Dataset records:

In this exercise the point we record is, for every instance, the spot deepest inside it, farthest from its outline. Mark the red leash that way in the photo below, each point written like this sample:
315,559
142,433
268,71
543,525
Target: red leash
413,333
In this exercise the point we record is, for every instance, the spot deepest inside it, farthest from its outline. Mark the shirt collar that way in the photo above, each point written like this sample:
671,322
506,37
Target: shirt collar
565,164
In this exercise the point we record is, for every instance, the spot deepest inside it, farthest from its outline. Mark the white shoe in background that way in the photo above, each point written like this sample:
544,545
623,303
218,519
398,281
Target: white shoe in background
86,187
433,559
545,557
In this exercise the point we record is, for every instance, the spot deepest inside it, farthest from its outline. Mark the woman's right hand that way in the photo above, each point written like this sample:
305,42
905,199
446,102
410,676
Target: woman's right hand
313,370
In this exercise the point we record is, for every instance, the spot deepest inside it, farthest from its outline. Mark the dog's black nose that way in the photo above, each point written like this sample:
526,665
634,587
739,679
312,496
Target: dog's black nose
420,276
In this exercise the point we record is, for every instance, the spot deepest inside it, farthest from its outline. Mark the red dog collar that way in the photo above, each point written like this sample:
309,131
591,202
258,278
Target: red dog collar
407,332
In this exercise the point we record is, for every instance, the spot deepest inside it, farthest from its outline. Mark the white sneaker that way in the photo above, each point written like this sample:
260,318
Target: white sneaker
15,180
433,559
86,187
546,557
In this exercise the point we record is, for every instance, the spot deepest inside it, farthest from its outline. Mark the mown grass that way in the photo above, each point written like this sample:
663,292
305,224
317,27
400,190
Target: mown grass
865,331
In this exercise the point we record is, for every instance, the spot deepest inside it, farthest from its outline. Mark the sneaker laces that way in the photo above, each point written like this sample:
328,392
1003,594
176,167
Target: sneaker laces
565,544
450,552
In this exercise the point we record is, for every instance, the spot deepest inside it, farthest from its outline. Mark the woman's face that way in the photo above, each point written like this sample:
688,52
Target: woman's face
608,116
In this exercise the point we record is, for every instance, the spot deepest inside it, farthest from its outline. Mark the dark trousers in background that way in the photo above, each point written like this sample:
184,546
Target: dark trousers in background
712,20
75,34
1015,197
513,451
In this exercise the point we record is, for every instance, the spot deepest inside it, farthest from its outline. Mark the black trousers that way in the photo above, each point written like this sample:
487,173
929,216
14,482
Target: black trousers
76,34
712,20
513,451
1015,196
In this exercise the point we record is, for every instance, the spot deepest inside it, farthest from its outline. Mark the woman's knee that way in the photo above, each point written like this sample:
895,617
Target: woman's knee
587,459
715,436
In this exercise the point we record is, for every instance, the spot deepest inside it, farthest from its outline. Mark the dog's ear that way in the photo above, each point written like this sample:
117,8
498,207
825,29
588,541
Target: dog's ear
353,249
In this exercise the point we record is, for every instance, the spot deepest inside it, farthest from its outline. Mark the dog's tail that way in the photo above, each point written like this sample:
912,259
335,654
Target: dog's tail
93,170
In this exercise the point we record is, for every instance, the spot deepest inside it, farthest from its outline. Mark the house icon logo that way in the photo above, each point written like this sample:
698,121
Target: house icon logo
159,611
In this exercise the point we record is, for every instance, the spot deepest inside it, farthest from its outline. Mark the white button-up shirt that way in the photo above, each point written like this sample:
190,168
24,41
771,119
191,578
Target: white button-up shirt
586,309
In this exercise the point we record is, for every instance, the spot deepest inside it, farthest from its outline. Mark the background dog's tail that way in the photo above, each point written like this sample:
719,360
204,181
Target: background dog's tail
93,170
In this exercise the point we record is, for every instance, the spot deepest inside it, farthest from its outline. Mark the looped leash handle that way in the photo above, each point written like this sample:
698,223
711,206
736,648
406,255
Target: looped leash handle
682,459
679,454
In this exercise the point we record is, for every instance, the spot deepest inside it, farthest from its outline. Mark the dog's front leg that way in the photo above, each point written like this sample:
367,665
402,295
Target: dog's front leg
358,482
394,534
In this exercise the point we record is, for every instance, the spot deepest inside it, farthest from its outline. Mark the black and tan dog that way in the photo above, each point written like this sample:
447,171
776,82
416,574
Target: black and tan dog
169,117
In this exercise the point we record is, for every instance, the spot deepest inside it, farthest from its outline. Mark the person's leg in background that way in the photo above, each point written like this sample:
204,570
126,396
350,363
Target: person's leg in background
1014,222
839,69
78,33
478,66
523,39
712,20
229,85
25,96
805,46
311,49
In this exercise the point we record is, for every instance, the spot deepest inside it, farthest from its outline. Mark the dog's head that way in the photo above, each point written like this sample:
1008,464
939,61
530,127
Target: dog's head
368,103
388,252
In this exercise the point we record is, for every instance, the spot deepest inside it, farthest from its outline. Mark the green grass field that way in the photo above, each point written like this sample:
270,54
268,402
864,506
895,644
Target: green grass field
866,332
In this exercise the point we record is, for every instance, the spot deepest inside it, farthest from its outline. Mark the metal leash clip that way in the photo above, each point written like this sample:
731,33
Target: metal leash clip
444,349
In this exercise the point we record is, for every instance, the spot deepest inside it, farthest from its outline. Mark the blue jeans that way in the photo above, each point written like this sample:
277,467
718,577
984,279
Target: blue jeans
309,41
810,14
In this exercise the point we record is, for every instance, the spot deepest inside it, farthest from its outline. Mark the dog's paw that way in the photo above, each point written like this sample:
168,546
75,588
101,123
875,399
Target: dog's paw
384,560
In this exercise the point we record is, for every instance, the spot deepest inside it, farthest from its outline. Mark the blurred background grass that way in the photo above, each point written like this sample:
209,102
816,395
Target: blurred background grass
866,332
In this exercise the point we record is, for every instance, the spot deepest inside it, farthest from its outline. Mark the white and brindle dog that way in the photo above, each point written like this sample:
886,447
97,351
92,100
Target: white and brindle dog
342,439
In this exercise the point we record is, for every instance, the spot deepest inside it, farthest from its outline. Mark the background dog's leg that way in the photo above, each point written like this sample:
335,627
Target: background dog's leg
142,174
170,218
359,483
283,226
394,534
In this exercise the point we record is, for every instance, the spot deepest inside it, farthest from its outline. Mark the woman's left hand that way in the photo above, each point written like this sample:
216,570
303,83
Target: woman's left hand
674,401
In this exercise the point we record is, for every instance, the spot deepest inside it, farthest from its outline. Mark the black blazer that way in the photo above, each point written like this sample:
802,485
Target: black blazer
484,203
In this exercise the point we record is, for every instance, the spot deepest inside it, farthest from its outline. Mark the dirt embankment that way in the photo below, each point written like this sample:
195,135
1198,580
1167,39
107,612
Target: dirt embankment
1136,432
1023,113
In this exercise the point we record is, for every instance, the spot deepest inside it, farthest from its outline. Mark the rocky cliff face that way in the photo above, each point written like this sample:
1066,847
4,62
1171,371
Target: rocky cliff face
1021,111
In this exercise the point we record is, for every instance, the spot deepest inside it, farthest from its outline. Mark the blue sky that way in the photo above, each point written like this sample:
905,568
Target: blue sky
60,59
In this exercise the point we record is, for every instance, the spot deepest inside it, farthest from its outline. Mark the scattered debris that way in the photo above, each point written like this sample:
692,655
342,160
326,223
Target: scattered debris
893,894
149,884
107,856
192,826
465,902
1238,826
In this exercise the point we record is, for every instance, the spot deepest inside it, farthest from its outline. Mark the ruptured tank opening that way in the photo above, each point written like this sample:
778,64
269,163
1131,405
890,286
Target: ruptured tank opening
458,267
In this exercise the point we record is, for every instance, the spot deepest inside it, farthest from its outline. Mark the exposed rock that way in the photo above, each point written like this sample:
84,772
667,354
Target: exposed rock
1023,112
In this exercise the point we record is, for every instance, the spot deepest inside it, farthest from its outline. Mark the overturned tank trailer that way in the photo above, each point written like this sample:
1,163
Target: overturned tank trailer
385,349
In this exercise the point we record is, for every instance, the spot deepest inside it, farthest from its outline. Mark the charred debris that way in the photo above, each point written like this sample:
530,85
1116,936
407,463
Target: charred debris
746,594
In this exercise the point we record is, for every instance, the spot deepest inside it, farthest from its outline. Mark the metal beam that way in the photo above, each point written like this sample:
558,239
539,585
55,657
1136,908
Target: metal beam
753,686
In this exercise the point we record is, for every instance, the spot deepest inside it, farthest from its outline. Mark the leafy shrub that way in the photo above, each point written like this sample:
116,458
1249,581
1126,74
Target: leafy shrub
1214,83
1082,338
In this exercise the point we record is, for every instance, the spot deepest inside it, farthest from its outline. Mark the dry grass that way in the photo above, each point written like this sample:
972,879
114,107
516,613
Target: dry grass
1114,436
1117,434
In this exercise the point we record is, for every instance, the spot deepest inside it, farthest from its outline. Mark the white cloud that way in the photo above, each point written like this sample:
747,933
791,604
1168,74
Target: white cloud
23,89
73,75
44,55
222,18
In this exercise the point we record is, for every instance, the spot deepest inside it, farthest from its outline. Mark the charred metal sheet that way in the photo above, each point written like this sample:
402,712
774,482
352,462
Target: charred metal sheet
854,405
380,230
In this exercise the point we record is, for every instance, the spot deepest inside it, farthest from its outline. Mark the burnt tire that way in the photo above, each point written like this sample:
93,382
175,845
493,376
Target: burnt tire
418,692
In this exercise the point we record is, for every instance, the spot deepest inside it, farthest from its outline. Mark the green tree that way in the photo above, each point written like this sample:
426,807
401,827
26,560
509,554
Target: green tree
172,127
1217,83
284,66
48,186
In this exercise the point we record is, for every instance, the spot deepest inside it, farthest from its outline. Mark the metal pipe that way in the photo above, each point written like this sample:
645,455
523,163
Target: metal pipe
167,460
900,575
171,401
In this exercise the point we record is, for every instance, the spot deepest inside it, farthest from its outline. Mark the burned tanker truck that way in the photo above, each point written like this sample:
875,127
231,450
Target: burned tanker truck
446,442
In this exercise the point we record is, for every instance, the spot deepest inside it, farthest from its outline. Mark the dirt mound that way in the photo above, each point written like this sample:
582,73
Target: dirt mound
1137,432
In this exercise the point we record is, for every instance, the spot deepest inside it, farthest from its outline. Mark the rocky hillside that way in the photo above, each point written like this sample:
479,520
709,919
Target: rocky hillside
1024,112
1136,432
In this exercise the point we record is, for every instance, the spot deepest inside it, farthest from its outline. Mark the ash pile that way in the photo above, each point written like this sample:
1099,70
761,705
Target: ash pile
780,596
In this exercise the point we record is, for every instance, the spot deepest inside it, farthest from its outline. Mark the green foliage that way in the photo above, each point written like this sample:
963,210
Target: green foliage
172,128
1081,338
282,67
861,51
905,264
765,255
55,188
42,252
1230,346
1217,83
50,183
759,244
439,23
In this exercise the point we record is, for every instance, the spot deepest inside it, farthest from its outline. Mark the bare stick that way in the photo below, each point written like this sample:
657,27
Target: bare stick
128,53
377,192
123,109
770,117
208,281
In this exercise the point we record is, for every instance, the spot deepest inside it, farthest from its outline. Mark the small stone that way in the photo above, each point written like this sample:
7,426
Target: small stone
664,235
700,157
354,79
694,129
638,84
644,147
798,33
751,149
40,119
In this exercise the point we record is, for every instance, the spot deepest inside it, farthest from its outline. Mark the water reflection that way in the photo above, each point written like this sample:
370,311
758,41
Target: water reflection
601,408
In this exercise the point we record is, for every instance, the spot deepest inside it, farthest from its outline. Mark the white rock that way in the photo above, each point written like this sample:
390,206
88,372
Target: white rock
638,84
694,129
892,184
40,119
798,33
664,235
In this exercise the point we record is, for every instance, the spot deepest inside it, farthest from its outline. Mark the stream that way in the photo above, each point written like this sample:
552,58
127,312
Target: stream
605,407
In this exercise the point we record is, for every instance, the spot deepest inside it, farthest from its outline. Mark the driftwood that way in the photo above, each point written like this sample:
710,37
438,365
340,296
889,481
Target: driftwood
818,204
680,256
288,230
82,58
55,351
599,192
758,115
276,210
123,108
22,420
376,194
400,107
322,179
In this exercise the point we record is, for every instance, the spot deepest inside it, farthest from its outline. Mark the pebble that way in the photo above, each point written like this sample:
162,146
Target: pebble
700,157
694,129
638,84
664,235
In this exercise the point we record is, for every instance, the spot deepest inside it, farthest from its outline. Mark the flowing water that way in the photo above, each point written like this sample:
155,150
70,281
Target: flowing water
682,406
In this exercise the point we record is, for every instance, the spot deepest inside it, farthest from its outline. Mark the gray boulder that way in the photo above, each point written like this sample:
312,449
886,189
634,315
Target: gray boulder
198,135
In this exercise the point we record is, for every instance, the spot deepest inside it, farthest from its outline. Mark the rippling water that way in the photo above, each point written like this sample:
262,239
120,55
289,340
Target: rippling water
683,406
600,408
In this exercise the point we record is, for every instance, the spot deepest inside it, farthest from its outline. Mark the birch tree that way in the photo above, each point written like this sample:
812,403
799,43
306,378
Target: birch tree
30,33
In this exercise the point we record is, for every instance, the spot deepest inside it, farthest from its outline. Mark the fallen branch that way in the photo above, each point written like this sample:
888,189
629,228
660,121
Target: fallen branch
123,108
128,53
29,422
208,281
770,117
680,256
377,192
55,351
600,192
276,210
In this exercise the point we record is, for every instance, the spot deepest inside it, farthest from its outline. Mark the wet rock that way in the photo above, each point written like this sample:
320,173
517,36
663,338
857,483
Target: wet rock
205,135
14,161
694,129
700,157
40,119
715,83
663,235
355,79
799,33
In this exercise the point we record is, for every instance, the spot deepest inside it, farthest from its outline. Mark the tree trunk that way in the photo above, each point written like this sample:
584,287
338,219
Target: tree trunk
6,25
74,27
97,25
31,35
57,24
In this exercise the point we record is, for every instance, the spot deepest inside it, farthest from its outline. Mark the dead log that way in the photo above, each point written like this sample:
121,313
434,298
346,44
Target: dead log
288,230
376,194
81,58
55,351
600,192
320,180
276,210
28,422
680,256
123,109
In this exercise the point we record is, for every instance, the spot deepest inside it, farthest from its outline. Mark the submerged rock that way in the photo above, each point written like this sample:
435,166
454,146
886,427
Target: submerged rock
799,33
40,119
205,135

▶ [Work to be completed]: From the line containing "Mark the fallen" down to the final line of the data, write out every line exactly; both the first and last of these belong in your answer, and nothing else does.

▶ [Reply]:
In this exercise the point we record is, for every instance, the spot deepest inside it, farthest from its outline. Mark the fallen branch that way in the photo above, each point written like this sample:
888,189
629,228
660,121
Target: fallen branch
123,108
128,53
29,422
208,281
770,117
680,256
377,192
55,351
600,192
276,210
In this exercise the point we record is, for every instance, the spot deepest inside it, farthest from its outline. Mark the wet rock that way in the photo above, each point written like this sample:
320,173
517,36
663,338
857,483
Target: wet rock
205,135
14,161
694,129
700,157
40,119
715,83
663,235
355,79
799,33
In this exercise the point we record is, for every instance, the spot deepest inside it, farthest from its outline. Mark the tree trunk that way in the photo above, each point written like this sample:
584,287
338,219
Target: tree trunk
6,25
74,27
97,25
31,35
57,24
In this exercise the point we record is, for every instance, the spot deepest inside it, farthest from its outline. Mark the dead log that way in the photo above, each point written like this sample:
121,313
434,298
346,44
Target: dead log
288,230
376,194
81,58
55,351
600,192
320,180
276,210
28,422
680,256
123,109
In this exercise the point we record is, for every instance, the spot deepest inside it, farthest from its outline. Mark the submerged rock that way in the photo above, each point written like this sample:
435,166
454,146
886,427
Target: submerged rock
799,33
40,119
205,135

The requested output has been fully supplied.